##### Supplied text

Australia's largest cancer research agency, Melbourne's Peter MacCallum Cancer Centre, is linking up with the national information and communications technology agency, NICTA, to develop adaptive software to sift huge datasets from microarray chips for patterns of gene activity distinctive to different cancers.
NICTA and Peter Mac geneticists will collaborate with NICTA's Statistical Machine Learning research program (SML) to develop software to accurately diagnose cancers, and select therapies appropriate to each patient's personal prognosis.
Moore's Law is driving microarray technology down into the low-micron realm, threatening to drown cancer geneticists in a tidal wave of data.
Peter Mac research director Prof David Bowtell said that until recently, cancer researchers used simple microarrays with only 5000 to 10,000 elements to profile gene-expression patterns in cancerous tissues.
Bowtell said researchers now used 30,000-element microarrays, and were moving to 100,000-element chips. Affymetrix' latest GeneChip Exon 1.0 ST array has more than 5.5 million elements, allowing researchers to perform whole-genome scans of activity within exon clusters.
The company is already working on a 1.5 micron chip with 100 million elements that will allow whole-genome scans at a resolution capable of identifying the myriad permutations of alternately spliced cDNAs from individual genes.
PMCC has been accumulating high-quality datasets involving hundreds of samples with detailed clinical annotation, from relatively basic analytical techniques. They carry information about gene expression, gene copy number, and gene deletions.
Opportunity to innovate
Dr Adam Kowalczyk, a senior researcher with NICTA's SML program, said the challenge of unlocking information from such large datasets provided an excellent opportunity to develop innovative approaches to data analysis and data mining.
Kowalczyk said initial efforts would concentrate on developing an IT methodology for discerning biologically meaningful and clinically useful knowledge from microarray profiles of tissue, with a focus on cancer diagnosis and treatment. Researchers will then move to develop practical algorithms and software tools for testing, demonstration and clinical use.
Bowtell said the interaction with NICTA's machine-learning experts was vital, given the need for sophisticated computer-learning techniques to achieve accurate diagnoses.
The Peter Mac already had 250 annotated samples from early, 10,000-element arrays, and 230 samples from ovarian cancers analysed with 58,000-element arrays, Bowtell said. "Our data set from the Australian Ovarian Cancer Study is much larger than anything published, by a large margin -- it's the largest biospecimen set in the world," he said.

##########
##### Dataset extract

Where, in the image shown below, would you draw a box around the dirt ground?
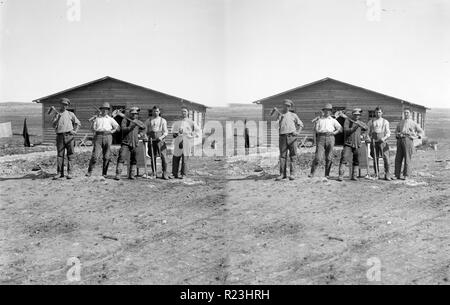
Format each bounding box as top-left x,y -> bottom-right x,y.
0,107 -> 450,284
0,141 -> 450,284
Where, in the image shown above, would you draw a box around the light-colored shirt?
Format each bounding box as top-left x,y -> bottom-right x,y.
92,115 -> 119,132
278,111 -> 303,135
172,118 -> 200,157
52,110 -> 81,133
316,116 -> 342,133
395,119 -> 423,137
369,118 -> 391,141
145,117 -> 169,138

##########

» **Your instructions**
Duplicate the part of the cancer software article that begins at the words "Australia's largest cancer" and stops after "to different cancers.". The items have no connection to the article.

» **Answer to this task**
Australia's largest cancer research agency, Melbourne's Peter MacCallum Cancer Centre, is linking up with the national information and communications technology agency, NICTA, to develop adaptive software to sift huge datasets from microarray chips for patterns of gene activity distinctive to different cancers.